◆ Task objective
Copy out only those lines running from the line with "of the green" to the end of the listing, keeping each one exactly as it is.
╭─ Data in this exercise
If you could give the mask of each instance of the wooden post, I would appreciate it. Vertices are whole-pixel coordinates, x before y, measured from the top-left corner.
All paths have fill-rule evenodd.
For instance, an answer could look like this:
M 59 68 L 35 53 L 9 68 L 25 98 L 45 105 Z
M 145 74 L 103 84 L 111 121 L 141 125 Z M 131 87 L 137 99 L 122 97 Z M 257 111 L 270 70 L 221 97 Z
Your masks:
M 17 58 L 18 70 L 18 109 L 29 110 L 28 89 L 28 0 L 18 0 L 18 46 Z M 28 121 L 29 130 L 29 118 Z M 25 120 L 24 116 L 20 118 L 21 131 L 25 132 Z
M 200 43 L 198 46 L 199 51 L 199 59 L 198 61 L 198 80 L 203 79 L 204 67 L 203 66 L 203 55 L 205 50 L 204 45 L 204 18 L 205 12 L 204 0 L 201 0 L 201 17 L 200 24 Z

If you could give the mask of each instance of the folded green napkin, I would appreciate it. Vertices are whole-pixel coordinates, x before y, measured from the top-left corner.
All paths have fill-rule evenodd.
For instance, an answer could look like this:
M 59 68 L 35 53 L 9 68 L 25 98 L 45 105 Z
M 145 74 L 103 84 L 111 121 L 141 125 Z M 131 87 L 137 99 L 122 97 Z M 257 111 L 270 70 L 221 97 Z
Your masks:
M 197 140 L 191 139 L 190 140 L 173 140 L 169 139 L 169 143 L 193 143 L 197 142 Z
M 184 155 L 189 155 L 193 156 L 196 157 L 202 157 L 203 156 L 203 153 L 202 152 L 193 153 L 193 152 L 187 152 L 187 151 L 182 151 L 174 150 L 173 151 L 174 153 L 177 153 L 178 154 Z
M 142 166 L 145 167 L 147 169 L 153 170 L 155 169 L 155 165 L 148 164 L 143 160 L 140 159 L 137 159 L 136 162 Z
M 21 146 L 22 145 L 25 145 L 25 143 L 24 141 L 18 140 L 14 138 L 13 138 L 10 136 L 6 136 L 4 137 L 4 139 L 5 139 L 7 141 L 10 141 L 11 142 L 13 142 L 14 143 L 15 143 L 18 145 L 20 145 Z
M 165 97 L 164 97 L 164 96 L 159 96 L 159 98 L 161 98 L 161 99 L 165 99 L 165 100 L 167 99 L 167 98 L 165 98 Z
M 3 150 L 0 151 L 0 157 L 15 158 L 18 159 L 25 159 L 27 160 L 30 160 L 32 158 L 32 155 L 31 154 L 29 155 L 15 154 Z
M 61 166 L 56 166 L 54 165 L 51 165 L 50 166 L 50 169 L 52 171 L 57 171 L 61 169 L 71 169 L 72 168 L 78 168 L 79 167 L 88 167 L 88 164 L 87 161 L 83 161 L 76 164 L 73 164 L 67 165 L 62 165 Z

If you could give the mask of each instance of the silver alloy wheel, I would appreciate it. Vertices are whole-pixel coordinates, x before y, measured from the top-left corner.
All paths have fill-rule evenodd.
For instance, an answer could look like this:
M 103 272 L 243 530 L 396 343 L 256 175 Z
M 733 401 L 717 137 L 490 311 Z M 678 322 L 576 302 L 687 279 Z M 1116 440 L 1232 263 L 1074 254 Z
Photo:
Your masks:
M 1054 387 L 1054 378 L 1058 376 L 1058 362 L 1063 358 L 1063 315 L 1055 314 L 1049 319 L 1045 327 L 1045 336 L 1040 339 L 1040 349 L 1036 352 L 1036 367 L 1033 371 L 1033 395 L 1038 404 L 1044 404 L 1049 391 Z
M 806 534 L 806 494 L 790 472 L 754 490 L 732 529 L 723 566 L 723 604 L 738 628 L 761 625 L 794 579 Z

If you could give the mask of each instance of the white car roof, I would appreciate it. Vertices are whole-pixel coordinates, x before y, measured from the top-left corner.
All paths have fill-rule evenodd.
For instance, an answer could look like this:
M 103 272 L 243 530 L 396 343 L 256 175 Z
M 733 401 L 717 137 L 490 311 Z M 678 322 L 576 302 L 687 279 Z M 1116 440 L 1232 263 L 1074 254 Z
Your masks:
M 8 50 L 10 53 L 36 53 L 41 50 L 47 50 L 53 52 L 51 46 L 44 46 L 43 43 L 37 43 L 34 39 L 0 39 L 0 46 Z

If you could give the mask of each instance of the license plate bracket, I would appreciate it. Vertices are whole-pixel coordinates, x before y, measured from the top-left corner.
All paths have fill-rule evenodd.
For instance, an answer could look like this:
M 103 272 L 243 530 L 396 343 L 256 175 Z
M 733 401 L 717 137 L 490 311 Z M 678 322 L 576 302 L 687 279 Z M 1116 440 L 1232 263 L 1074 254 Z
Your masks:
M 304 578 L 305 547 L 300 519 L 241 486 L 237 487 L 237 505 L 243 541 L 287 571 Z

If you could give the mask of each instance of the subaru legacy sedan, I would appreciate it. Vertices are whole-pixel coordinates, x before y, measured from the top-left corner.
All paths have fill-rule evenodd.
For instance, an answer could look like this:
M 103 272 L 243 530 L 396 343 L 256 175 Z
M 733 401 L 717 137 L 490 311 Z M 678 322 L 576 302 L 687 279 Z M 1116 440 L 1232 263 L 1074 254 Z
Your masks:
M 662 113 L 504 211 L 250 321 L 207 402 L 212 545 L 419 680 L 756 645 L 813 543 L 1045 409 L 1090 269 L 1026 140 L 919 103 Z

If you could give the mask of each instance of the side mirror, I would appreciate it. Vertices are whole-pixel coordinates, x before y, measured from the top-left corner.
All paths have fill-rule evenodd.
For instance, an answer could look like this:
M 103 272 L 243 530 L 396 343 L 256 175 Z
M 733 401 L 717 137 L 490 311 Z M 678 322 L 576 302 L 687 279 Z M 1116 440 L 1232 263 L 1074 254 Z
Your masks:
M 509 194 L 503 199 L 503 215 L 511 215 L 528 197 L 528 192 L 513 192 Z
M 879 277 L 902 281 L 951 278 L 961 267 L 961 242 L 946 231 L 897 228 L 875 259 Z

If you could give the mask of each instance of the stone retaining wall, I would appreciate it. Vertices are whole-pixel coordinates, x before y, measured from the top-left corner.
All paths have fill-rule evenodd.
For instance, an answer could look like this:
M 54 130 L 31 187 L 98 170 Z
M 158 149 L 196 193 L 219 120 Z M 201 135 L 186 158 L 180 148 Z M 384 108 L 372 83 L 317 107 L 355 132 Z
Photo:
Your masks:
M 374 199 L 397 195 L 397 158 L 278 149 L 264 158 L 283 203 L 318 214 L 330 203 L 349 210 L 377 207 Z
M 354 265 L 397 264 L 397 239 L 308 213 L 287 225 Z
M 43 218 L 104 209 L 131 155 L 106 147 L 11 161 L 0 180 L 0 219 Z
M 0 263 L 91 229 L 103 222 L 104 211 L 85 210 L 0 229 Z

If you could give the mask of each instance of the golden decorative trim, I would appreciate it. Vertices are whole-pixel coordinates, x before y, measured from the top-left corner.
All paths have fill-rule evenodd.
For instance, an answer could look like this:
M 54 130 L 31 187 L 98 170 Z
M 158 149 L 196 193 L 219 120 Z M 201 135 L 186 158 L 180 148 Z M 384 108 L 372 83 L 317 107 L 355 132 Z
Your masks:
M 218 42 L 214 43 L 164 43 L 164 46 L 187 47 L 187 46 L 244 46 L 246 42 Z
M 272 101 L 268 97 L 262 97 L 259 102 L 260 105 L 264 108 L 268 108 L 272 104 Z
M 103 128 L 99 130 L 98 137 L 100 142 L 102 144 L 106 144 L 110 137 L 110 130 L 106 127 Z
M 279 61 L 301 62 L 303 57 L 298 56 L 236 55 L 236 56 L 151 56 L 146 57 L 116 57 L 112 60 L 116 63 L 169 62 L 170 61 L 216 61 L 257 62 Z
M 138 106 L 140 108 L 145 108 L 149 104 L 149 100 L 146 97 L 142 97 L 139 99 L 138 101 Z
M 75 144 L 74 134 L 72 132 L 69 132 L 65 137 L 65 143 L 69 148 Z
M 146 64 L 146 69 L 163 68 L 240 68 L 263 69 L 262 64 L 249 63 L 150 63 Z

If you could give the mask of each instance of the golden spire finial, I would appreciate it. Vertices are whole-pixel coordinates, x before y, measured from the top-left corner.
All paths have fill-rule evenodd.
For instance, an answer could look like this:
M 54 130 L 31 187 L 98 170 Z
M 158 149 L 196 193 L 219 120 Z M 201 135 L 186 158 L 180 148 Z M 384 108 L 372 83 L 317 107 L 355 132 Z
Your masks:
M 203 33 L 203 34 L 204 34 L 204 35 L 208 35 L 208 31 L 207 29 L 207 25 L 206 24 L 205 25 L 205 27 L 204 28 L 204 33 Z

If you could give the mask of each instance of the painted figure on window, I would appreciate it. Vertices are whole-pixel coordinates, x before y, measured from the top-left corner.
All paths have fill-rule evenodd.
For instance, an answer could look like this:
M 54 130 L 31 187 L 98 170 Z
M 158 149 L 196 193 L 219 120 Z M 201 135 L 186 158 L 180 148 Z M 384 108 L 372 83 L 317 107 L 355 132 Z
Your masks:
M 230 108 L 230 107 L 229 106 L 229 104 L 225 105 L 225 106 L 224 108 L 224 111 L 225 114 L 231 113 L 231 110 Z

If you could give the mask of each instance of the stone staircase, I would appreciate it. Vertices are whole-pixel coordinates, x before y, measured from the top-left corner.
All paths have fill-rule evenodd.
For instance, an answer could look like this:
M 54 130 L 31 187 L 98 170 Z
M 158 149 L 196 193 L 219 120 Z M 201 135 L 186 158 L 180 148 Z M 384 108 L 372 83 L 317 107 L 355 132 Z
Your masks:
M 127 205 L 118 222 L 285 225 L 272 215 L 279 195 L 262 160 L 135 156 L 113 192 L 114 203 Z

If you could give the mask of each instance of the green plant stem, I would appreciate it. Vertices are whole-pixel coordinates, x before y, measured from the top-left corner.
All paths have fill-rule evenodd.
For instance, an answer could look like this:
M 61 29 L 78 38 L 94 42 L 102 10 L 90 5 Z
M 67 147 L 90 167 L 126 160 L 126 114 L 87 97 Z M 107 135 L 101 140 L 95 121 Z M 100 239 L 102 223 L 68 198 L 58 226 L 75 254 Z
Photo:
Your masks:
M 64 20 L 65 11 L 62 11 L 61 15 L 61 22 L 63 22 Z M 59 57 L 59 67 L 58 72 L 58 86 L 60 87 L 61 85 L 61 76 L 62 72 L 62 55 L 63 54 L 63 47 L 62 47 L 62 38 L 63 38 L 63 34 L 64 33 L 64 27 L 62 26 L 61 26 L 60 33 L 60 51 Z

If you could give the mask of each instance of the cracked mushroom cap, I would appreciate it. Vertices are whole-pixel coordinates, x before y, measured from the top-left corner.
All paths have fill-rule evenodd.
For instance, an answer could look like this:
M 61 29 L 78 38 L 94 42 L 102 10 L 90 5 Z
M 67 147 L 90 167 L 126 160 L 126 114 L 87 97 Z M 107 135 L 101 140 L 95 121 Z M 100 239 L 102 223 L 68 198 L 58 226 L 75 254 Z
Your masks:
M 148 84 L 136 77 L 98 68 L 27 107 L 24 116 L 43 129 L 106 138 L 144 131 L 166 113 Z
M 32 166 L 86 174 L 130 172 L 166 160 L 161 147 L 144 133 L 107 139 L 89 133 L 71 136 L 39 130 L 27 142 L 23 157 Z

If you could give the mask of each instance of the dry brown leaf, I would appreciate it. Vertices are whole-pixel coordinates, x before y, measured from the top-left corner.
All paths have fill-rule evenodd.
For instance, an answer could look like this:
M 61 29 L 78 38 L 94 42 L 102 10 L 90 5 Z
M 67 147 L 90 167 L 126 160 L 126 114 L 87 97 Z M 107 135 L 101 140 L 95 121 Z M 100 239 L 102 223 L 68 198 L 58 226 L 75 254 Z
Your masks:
╰─
◆ Written reply
If you could give the mask of each instance of the green plant stem, I would appreciate it. Vertices are whole-pixel coordinates, x before y, measured from the top-left corner.
All paths have fill-rule evenodd.
For instance, an answer could look like this:
M 61 29 L 78 38 L 94 42 L 102 10 L 90 5 Z
M 67 147 L 90 167 L 126 160 L 126 114 L 87 97 Z M 107 135 L 101 140 L 95 121 Z M 100 239 L 102 223 L 68 198 L 58 226 L 75 254 Z
Photo:
Your masks:
M 64 20 L 65 11 L 62 11 L 61 15 L 61 22 L 63 22 Z M 59 57 L 59 67 L 58 72 L 58 86 L 60 87 L 61 85 L 61 76 L 62 72 L 62 55 L 63 54 L 63 47 L 62 47 L 62 38 L 63 38 L 63 34 L 64 33 L 64 27 L 62 26 L 61 26 L 60 33 L 60 51 Z

If you could give the mask of each instance of the cracked mushroom cap, I would appreciate it. Vertices are whole-pixel coordinates, x before y, measured from the top-left corner.
All paths have fill-rule evenodd.
For instance, an answer could look like this:
M 61 29 L 78 38 L 94 42 L 102 10 L 90 5 Z
M 67 147 L 90 167 L 126 160 L 126 114 L 87 97 Z M 107 135 L 101 140 L 95 121 Z M 100 239 L 102 223 L 68 198 L 58 226 L 75 254 Z
Your masks:
M 148 84 L 136 77 L 98 68 L 27 107 L 24 116 L 43 129 L 106 138 L 144 131 L 166 113 Z
M 32 166 L 86 174 L 130 172 L 166 160 L 161 147 L 144 133 L 107 139 L 89 133 L 71 136 L 39 130 L 27 142 L 23 157 Z

If you could give the mask of each instance of the dry brown leaf, I would appreciate it. Vertices are whole-pixel coordinates, x before y, measured from the top-left corner.
All paths have fill-rule evenodd.
For instance, an answer could look like this:
M 61 29 L 78 38 L 94 42 L 102 10 L 90 5 Z
M 67 147 L 90 167 L 126 160 L 126 114 L 87 97 Z M 107 135 L 101 140 L 95 121 Z M 100 239 L 102 223 L 68 198 L 58 226 L 75 254 Z
Your masks:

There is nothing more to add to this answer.